Hintikka.thy

section \<open>Hintikka sets for SeCaV\<close>

theory Hintikka
  imports Prover
begin

text \<open>In this theory, we define the concept of a Hintikka set for SeCaV formulas.
  The definition mirrors the SeCaV proof system such that Hintikka sets are downwards closed with
  respect to the proof system.\<close>

text \<open>This defines the set of all terms in a set of formulas (containing \<open>Fun 0 []\<close> if it would
  otherwise be empty).\<close>
definition
  \<open>terms H \<equiv> if (\<Union>p \<in> H. set (subtermFm p)) = {} then {Fun 0 []}
    else (\<Union>p \<in> H. set (subtermFm p))\<close>

locale Hintikka =
  fixes H :: \<open>fm set\<close>
  assumes
    Basic: \<open>Pre n ts \<in> H \<Longrightarrow> Neg (Pre n ts) \<notin> H\<close> and
    AlphaDis: \<open>Dis p q \<in> H \<Longrightarrow> p \<in> H \<and> q \<in> H\<close> and
    AlphaImp: \<open>Imp p q \<in> H \<Longrightarrow> Neg p \<in> H \<and> q \<in> H\<close> and
    AlphaCon: \<open>Neg (Con p q) \<in> H \<Longrightarrow> Neg p \<in> H \<and> Neg q \<in> H\<close> and
    BetaCon: \<open>Con p q \<in> H \<Longrightarrow> p \<in> H \<or> q \<in> H\<close> and
    BetaImp: \<open>Neg (Imp p q) \<in> H \<Longrightarrow> p \<in> H \<or> Neg q \<in> H\<close> and
    BetaDis: \<open>Neg (Dis p q) \<in> H \<Longrightarrow> Neg p \<in> H \<or> Neg q \<in> H\<close> and
    GammaExi: \<open>Exi p \<in> H \<Longrightarrow> \<forall>t \<in> terms H. sub 0 t p \<in> H\<close> and
    GammaUni: \<open>Neg (Uni p) \<in> H \<Longrightarrow> \<forall>t \<in> terms H. Neg (sub 0 t p) \<in> H\<close> and
    DeltaUni: \<open>Uni p \<in> H \<Longrightarrow> \<exists>t \<in> terms H. sub 0 t p \<in> H\<close> and
    DeltaExi: \<open>Neg (Exi p) \<in> H \<Longrightarrow> \<exists>t \<in> terms H. Neg (sub 0 t p) \<in> H\<close> and
    Neg: \<open>Neg (Neg p) \<in> H \<Longrightarrow> p \<in> H\<close>

end

········

EXERCISE TASKS –
a – Reproduce everything in the Hintikka theory file from "section \<open>Hintikka sets" down to "for SeCaV formulas.".
b – Answer these questions about the Hintikka theory file:
(i) Which theory does it import?
(ii) Which term is the set of terms given when it would otherwise be empty?
(iii) Under the BetaCon assumption, what must hold when Con p q is in H?

········

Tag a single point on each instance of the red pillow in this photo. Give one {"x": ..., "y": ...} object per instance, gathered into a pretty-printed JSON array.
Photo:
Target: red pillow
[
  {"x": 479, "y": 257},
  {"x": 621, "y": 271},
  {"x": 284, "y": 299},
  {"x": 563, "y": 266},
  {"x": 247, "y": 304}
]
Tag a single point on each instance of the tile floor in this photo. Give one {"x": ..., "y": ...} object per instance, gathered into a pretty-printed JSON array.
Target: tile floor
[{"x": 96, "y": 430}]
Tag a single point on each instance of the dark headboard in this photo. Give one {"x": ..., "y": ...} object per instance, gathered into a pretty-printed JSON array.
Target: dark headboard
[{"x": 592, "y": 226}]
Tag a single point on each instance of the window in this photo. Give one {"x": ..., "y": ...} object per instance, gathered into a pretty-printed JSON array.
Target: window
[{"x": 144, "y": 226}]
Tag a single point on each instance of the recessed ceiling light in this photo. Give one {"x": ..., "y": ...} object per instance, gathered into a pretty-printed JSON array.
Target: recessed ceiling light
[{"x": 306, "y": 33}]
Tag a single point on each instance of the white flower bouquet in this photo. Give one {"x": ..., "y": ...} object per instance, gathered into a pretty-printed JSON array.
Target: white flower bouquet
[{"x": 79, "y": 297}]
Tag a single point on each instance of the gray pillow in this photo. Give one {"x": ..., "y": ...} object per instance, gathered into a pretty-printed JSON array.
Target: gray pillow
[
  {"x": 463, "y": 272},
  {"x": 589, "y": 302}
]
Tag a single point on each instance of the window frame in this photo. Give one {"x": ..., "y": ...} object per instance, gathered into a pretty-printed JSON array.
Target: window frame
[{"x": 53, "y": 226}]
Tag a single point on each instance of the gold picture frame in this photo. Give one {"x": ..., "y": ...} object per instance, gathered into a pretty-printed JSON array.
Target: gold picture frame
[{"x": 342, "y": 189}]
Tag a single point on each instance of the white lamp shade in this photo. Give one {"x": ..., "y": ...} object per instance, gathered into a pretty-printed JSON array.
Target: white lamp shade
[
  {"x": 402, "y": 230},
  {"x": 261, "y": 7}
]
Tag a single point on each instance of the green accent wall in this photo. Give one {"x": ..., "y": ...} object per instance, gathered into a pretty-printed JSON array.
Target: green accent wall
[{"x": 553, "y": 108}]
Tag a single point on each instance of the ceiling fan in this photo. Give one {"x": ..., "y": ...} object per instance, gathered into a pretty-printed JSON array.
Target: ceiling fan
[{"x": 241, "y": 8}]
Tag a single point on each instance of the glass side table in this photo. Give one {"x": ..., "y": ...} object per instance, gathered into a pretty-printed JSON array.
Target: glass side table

········

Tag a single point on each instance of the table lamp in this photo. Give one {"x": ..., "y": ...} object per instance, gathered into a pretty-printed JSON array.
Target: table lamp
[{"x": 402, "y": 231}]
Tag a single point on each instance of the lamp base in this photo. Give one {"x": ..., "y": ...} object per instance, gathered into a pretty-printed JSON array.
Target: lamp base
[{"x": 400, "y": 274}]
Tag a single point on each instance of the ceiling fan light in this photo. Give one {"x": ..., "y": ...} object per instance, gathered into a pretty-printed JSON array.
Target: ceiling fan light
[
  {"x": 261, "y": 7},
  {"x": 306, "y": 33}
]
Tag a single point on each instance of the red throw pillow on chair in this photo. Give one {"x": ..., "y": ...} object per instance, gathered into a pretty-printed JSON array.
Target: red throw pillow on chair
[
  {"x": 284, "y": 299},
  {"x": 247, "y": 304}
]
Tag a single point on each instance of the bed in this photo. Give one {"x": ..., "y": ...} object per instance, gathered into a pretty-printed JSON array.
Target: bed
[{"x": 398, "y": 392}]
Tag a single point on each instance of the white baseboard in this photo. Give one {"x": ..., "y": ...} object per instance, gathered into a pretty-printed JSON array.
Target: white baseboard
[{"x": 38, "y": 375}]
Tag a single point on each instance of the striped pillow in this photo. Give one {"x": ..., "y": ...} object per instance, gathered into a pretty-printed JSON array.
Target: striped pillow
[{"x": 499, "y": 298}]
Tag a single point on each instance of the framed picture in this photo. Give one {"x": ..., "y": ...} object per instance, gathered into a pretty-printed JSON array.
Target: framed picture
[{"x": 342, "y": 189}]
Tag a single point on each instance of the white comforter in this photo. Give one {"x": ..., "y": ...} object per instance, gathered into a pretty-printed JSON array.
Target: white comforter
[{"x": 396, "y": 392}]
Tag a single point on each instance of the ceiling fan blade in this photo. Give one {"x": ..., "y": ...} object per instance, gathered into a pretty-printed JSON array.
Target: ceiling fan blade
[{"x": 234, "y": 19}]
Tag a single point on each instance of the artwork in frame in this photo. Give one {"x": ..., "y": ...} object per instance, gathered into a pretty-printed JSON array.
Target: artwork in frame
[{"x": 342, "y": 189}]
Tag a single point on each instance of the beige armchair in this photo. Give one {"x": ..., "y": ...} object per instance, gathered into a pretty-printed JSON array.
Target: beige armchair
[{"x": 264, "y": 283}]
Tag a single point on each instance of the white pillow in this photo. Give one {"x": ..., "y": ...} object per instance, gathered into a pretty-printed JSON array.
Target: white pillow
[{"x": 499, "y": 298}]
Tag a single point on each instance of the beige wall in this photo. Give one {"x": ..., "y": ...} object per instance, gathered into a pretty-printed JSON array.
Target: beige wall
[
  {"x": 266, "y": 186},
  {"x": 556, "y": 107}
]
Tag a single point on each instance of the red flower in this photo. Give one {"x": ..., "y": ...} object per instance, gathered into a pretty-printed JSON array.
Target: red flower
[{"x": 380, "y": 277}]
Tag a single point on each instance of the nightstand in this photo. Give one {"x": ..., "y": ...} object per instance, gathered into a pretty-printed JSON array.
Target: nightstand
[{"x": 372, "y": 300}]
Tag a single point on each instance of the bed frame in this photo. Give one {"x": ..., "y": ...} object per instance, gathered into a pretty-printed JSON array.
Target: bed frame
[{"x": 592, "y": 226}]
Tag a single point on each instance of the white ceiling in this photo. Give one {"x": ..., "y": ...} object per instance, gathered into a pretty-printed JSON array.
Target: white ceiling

········

THE ANSWERS –
a –
section \<open>Hintikka sets for SeCaV\<close>

theory Hintikka
  imports Prover
begin

text \<open>In this theory, we define the concept of a Hintikka set for SeCaV formulas.

b –
(i) Prover
(ii) Fun 0 []
(iii) p is in H or q is in H.